- **ACTIVITY 1**
List everyone the article on Terry Collins's hiring says initially joined him on the podium.
- **ACTIVITY 2**
Resume the article on Terry Collins becoming the Mets' manager, starting right after its final sentence.

··· READING PASSAGE

NEW YORK -- Terry Collins inherits a New York Mets team coming off back-to-back losing seasons, but the new manager believes it has the talent to win in 2011.
"I want to win and there is no doubt in my mind we have the talent to win," Collins, 61, said. "I know from working first-hand with our prospects that this organization is filled with potential for the future. It's my job to help transform this team into the winner that our fans deserve, and I'm excited to get started."
Collins was introduced on Tuesday morning as the 20th manager in Mets history. The team announced that he has signed a two-year contract with a club option for 2013.
Mets general manager Sandy Alderson said Collins' experience as a major league manager, his "fiery demeanor," and his time spent as the Mets minor league field coordinator separated him from a field of 10 candidates. Alderson chose Collins over fellow Mets employees Bob Melvin, Chip Hale and Wally Backman. Collins succeeds Jerry Manuel, who was fired along with general manager Omar Minaya in October, and will try to revitalize a club that languished near the bottom of the NL East the past two seasons.
"Terry's a lifelong baseball man who comes with the entire package -- leadership, preparation, emotional commitment, and the drive to win," Alderson said. "We believe Terry's knowledge of our players, intensity and direct approach will make an immediate, positive impact both in the clubhouse and on the field."
Collins spent six years as a major league manager, with the Astros from 1994-96 and the Angels from 1997-99, compiling an overall record of 444-434. He left Anaheim with 29 games remaining in the 1999 season after player infighting divided the clubhouse. He spent two seasons managing in Asia before returning to serve as the Mets' minor league field coordinator in 2010.
His understanding of the Mets' farm system and of players such as Ike Davis, Josh Thole and Ruben Tejada assuredly helped in his hiring.
"I'm full of energy, I'm full of enthusiasm and ... I'm not the evil devil that a lot of people have made me out to be. I've grown to mellow a little bit," said Collins, who was initially joined on the podium by Mets owners Fred and Jeff Wilpon and Saul Katz, and Alderson.

······
··· DATASET

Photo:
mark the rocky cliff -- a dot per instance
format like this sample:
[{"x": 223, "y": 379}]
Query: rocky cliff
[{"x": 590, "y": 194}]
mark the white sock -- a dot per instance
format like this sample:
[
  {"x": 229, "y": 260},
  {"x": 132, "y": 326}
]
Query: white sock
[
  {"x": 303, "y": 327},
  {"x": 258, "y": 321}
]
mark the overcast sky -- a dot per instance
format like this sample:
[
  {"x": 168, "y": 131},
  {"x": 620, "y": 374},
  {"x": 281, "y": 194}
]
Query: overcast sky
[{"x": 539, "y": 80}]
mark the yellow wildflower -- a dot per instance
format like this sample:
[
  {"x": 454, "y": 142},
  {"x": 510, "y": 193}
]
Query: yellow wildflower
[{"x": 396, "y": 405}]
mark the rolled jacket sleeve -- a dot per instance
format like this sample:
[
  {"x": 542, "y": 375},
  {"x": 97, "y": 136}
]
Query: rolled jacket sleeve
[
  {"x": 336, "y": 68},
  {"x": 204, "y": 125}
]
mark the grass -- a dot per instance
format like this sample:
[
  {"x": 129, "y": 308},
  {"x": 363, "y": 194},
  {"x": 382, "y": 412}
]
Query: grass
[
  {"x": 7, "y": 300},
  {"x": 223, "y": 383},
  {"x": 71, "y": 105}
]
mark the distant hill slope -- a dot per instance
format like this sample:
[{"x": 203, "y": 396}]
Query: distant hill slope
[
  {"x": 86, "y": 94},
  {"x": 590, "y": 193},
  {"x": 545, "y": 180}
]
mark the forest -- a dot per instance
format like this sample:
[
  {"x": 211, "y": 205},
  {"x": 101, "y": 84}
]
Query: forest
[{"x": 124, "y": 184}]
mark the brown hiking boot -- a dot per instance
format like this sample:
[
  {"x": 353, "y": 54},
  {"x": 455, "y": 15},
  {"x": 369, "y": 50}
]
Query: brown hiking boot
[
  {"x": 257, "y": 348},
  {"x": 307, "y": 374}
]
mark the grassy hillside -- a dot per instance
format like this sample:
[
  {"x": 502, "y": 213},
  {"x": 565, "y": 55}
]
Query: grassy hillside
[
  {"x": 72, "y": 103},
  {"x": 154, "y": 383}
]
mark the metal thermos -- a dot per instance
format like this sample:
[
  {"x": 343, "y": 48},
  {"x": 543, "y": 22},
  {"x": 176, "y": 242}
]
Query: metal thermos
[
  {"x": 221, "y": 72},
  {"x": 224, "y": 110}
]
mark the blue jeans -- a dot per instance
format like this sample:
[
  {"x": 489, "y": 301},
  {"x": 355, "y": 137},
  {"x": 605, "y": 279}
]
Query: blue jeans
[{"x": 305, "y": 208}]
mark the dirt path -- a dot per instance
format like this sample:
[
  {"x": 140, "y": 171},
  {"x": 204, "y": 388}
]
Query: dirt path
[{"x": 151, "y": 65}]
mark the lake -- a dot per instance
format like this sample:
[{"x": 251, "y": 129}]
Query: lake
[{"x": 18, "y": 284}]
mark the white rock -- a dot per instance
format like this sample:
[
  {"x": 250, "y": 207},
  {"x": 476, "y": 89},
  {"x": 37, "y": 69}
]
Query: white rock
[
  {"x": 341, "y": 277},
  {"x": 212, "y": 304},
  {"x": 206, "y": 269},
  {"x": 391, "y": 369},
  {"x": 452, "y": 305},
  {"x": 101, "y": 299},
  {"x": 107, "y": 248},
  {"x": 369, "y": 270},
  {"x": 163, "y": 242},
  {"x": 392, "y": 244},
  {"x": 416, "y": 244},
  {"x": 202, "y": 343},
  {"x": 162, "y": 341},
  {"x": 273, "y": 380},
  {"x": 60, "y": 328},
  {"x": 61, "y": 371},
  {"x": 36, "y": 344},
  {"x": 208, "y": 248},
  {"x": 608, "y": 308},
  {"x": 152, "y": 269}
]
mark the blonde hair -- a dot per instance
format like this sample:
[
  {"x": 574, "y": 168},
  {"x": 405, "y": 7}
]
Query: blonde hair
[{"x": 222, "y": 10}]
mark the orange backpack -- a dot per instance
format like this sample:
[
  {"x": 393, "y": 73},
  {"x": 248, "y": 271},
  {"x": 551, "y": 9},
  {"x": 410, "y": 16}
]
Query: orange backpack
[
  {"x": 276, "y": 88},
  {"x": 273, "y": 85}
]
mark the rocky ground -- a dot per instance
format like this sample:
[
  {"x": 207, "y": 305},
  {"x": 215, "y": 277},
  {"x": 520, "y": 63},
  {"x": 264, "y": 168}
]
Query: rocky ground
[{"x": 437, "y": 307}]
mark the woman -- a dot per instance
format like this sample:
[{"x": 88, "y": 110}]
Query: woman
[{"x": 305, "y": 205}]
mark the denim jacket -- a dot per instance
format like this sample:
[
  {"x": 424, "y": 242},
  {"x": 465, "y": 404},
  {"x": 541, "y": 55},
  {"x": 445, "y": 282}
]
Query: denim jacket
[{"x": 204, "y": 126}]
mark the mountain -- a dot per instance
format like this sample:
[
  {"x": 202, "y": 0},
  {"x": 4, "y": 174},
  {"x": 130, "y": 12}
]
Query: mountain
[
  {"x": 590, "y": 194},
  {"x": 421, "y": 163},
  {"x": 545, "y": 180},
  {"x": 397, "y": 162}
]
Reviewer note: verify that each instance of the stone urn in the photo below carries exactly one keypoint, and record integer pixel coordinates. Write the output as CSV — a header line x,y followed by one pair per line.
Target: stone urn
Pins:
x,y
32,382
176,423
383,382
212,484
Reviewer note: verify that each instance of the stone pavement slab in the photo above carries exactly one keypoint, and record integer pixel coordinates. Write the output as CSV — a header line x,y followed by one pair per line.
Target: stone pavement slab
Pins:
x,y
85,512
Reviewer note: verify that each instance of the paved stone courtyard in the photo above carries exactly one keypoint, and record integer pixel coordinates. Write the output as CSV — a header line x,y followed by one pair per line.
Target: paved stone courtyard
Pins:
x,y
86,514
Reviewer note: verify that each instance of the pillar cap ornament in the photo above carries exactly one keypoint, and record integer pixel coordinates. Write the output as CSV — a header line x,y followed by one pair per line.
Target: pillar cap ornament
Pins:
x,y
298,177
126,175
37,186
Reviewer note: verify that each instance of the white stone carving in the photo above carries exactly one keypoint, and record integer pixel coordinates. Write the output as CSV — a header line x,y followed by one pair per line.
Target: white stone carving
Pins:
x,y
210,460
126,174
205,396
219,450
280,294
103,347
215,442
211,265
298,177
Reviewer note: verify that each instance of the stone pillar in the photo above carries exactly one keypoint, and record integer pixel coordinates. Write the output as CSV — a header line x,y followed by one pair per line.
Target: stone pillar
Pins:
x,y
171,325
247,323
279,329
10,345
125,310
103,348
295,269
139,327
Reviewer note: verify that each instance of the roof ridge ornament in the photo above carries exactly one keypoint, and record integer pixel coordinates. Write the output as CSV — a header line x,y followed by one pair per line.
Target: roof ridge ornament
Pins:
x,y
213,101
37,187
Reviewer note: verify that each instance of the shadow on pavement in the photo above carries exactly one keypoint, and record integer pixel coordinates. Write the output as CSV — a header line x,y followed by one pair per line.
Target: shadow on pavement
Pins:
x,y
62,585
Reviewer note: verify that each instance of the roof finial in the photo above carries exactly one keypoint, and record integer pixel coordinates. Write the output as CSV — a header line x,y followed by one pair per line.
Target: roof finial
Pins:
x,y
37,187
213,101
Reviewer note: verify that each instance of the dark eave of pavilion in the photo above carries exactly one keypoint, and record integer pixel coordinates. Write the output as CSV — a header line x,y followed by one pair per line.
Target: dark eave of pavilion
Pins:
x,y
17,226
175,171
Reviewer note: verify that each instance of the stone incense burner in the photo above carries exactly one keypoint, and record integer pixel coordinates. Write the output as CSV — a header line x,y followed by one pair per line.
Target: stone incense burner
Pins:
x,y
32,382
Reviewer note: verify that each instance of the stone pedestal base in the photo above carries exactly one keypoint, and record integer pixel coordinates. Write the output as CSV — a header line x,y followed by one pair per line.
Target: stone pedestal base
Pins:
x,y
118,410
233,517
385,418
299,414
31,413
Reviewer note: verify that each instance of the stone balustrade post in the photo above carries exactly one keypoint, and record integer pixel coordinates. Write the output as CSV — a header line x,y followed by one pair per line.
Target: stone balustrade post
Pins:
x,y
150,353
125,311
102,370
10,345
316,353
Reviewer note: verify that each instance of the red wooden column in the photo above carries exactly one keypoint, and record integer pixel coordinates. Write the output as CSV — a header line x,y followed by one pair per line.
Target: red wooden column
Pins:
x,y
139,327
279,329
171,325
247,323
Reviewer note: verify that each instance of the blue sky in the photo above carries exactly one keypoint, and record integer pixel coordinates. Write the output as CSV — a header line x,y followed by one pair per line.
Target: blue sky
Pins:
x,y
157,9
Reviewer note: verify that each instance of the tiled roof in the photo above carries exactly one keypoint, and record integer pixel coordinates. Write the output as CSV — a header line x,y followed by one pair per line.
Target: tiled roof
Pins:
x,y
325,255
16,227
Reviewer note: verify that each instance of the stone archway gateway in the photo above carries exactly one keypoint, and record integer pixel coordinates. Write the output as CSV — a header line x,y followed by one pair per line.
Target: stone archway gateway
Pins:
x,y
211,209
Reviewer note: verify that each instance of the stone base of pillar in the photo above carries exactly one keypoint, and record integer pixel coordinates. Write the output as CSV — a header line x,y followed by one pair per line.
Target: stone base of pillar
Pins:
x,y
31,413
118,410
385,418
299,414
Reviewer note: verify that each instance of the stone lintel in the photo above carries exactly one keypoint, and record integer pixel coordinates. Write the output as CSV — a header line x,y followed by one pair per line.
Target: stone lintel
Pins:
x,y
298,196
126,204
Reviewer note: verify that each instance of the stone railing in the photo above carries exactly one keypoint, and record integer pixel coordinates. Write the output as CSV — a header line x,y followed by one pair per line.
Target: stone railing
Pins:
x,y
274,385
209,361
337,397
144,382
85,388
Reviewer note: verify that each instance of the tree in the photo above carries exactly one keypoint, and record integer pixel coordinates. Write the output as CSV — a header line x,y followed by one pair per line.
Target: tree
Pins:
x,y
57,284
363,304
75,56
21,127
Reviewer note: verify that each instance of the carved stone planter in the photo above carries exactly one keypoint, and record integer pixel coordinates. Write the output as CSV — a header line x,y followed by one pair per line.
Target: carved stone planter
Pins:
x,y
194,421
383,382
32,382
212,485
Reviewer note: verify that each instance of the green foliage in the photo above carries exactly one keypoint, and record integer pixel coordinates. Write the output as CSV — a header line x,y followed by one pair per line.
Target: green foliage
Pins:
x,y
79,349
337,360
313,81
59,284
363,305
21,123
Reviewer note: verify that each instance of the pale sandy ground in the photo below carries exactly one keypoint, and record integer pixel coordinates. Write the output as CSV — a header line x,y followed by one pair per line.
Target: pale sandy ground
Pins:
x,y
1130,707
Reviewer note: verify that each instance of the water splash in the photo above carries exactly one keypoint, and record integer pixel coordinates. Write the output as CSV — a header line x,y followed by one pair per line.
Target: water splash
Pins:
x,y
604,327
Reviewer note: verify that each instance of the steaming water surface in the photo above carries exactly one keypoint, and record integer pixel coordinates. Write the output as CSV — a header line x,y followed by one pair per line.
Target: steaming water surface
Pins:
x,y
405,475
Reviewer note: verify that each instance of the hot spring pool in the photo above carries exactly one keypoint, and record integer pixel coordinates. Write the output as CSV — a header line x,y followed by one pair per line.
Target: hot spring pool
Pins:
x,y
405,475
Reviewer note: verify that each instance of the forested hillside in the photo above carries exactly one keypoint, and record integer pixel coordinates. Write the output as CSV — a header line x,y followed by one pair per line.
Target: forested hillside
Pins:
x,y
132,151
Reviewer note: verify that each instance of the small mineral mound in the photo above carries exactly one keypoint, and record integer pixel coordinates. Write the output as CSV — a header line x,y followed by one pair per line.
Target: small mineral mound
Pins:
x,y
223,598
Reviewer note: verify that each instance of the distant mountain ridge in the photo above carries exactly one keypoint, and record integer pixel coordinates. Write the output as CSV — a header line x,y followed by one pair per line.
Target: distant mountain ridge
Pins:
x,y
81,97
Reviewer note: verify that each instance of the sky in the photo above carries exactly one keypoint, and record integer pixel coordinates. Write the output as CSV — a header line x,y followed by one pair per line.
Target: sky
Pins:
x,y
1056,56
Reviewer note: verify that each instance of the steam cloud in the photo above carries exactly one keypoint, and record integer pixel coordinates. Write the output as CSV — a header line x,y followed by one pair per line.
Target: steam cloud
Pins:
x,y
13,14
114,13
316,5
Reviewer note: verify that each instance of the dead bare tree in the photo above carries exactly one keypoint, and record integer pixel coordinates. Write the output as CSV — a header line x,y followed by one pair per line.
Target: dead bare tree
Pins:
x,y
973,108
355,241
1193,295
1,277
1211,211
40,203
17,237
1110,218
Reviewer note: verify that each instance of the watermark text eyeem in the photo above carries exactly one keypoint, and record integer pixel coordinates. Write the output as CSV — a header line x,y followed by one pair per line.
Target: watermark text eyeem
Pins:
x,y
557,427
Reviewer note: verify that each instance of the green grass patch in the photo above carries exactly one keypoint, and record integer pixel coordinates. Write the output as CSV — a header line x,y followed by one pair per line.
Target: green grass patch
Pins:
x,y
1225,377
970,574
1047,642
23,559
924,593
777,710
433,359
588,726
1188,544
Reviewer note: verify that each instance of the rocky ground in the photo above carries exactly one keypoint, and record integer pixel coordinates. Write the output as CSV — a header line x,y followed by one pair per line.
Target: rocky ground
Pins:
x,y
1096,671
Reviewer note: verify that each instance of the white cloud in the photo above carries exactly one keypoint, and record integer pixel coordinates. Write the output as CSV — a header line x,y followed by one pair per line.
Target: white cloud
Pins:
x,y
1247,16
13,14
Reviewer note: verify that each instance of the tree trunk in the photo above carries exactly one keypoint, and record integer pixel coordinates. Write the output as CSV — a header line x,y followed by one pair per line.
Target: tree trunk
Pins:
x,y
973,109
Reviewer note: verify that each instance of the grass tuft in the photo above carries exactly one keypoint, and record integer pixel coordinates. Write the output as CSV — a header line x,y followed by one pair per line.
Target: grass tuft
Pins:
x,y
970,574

······

- **TASK OUTPUT 1**
Fred Wilpon, Jeff Wilpon, Saul Katz, Sandy Alderson

- **TASK OUTPUT 2**
"I truly believe that when there's dual respect on both sides, the players do take on the personality of the manager," he added. "And if that happens, there will be energy in Citi Field on a daily basis."
He'll need that energy immediately to deal with a number of issues:
• Ace Johan Santana will miss the start of the season recovering from shoulder surgery. Jason Bay provided little power in his first season as the left fielder before a season-ending concussion in late July.
• Center fielder Carlos Beltran has been slowed the past two seasons by a knee injury. Collins might have to ask the five-time All-Star to switch to a corner outfield spot depending on his health.
• Closer Francisco Rodriguez is coming off thumb surgery for an injury sustained in an August fight with his girlfriend's father outside the family lounge at Citi Field.
• Oliver Perez ($12 million) and Luis Castillo ($6 million) both have one year left on unwieldy deals. Beltran is owed $18.5 million in the final season of a seven-year deal.
The issues also extend beyond the roster. Popular equipment manager Charlie Samuels was fired after it was learned he was a subject in an investigation into illegal gambling, potentially upsetting an already unenthusiastic clubhouse.
Collins said he spent time with some Mets players during a team minicamp in January.
"This I the finest group of young men I've ever met," he said. "The personalities are there, the energy is there. What we have to do now is execute."
He will stress fundamentals when the team convenes for spring training and believes that if the Mets stay healthy -- they've been plagued by injuries for the past two seasons -- they will be competitive right away.
"I really hope that when we get together as a team starting in spring training that the lines of communication open up," Collins said. "They have to be open on a daily basis and the players have to realize my passion for the game and my passion for excellence."
Collins, who wore a blue dress shirt and a blue tie beneath a Mets home jersey, hasn't managed in 11 seasons. It was clear from his remarks on Tuesday that he is eager to return to the dugout.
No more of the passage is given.